[Belge bölümü]:
"""
"Bu yaratıklara mitolojik demek insanın canını yakıyor; çünkü dünya soylu bir dünya, ama yaratıklar çok iğrenç. Ama yaşıyorlar: kitaplarda, dergilerde, resimlerde, filmlerde, reklamlarda ve bizim zihinlerimizde. Kökleri mitin kökleri; bilinçdışımızda -ruhun, belki ruhun da ötesinin geniş, ışıksız alanında; Jung'un "kolektif bilinç dışı" dediği yerde, kolektif, çünkü tıpkı gövdelerimizin benzer olması gibi hepimizde benzer olan bir alan bu. Güçleri buradan geliyor ve bu yüzden de önemsiz denerek bir kenara atılamazlar."(syf.99)
- Ursula K. Le Guin / Kadınlar Rüyalar Ejderhalar
- Virginia Woolf / Kendine Ait Bir Oda
- Nihan Kaya / Kırgınlık
- Carl Gustav Jung / Psikoloji ve Din (bu kitabı online kütüphaneden pdf'ini okudum tıklayıp erişebilirsiniz.)
"Ejderhalardan korkan insanlar, kendileri nasıl bu kadar acımasız, bu kadar vahşi olabiliyordu?"
"""
[Görev 1]: Kayıtlarda "line as [621,548]." ifadesini içeren satırdan başlayıp kayıtların sonunda biten satırları, iki uç da dahil ve istekler de içinde olmak üzere yeniden yaz. Bunu yaparken yalnızca cevaplardaki koordinat sayılarını 1,3 ile çarparak ölçekle ve tam sayıya yuvarla; buçuklar yukarı yuvarlansın, isteklerdeki örnek sayılar olduğu gibi kalsın.

[Verilen veriler]:
"""
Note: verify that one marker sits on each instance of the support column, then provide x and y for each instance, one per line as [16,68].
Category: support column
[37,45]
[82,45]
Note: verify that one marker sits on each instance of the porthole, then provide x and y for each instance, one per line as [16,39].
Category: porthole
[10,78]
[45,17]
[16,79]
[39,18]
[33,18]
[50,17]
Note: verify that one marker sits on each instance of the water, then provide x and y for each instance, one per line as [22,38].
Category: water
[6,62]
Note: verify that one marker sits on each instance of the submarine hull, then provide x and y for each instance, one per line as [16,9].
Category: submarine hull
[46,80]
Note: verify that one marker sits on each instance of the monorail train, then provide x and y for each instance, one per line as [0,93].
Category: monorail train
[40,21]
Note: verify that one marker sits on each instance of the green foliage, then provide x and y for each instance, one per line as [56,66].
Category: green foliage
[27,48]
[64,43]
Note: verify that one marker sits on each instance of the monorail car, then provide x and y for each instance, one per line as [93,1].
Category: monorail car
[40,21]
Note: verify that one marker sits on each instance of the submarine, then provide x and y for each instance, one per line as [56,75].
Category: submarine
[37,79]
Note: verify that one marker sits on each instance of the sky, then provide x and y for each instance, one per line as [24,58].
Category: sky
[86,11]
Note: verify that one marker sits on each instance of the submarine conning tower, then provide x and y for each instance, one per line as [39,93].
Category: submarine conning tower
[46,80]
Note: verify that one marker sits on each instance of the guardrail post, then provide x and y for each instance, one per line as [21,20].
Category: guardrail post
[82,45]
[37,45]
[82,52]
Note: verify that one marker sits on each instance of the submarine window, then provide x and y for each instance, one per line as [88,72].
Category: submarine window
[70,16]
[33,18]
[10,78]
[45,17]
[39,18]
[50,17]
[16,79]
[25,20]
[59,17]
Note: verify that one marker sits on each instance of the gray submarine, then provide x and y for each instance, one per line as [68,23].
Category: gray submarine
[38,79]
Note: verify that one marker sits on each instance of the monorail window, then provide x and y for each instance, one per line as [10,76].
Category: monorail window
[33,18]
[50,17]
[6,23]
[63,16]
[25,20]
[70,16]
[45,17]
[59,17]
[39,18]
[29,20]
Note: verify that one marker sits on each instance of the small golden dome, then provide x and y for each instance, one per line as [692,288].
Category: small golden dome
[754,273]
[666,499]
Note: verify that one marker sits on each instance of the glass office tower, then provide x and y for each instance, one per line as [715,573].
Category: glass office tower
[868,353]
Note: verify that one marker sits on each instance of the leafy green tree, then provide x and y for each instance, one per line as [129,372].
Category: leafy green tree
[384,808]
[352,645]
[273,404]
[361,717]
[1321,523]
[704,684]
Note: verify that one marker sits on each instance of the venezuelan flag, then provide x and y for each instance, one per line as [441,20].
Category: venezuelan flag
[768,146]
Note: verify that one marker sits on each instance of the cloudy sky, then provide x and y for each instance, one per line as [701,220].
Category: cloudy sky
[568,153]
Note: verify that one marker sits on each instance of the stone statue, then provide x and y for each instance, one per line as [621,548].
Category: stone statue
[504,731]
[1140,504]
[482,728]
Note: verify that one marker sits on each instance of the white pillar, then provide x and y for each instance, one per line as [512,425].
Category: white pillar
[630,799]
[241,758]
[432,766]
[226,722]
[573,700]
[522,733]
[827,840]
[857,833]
"""
[Görev 2]: Belge bölümündeki alıntıya göre Jung, bu yaratıkların köklerinin bulunduğu alana ne ad vermiştir?

[Doğru çıktı 1]:
Note: verify that one marker sits on each instance of the stone statue, then provide x and y for each instance, one per line as [621,548].
Category: stone statue
[655,950]
[1482,655]
[627,946]
Note: verify that one marker sits on each instance of the white pillar, then provide x and y for each instance, one per line as [512,425].
Category: white pillar
[819,1039]
[313,985]
[562,996]
[294,939]
[745,910]
[679,953]
[1075,1092]
[1114,1083]

[Doğru çıktı 2]: Kolektif bilinç dışı.